Íñigo López de Mendoza y Mendoza (b. 1536 - d. 1601) was the 5th Duke of the Infantado from 1566 until his death in 1601.

He was the son of Diego Hurtado De Mendoza Y Aragón, who predeceased his father Íñigo López de Mendoza, 4th Duke of the Infantado.

Biography 

A favorite of Philip II of Spain, Íñigo accompanied the king to England for his marriage with Mary Tudor in 1556.  As a big patron of the art's, and due to his perpetual, but friendly competition with the king, Íñigo boasted that his palace was every bit as splendid as El Escorial, hiring some of the same painters to paint its walls and ceilings.  The remodeling of the palace was carried out by Acacio de Orejón on the orders of Íñigo.

### Data provided:
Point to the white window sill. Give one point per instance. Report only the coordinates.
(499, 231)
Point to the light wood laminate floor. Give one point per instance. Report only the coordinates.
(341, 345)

### Work required:
Continue the biography of the 5th Duke of the Infantado from where it stops.

### Response for this exercise:
Íñigo later hosted the king's marriage to Elisabeth of Valois at his palace in Guadalajara in 1560.

Descendants 

In 1552 he married Luisa Enriquez de Cabrera, and together they had 3 daughters.

He married his eldest daughter and successor, Ana de Mendoza y Enríquez de Cabrera (1554-1633) with his brother, Rodrigo de Mendoza so as to avoid problems over succession of the Dukedom.

His two other daughters 
Isabel (died 1593) married Lorenzo Suárez de Figueroa, 2nd Duke of Feria  (1559 - 1607)  
Mencía (died 1619) married Antonio Álvarez de Toledo, 5th Duke of Alba (1568 - 1639)

References 

Los Mendoza
 The information on this page was mostly translated from its Spanish equivalent.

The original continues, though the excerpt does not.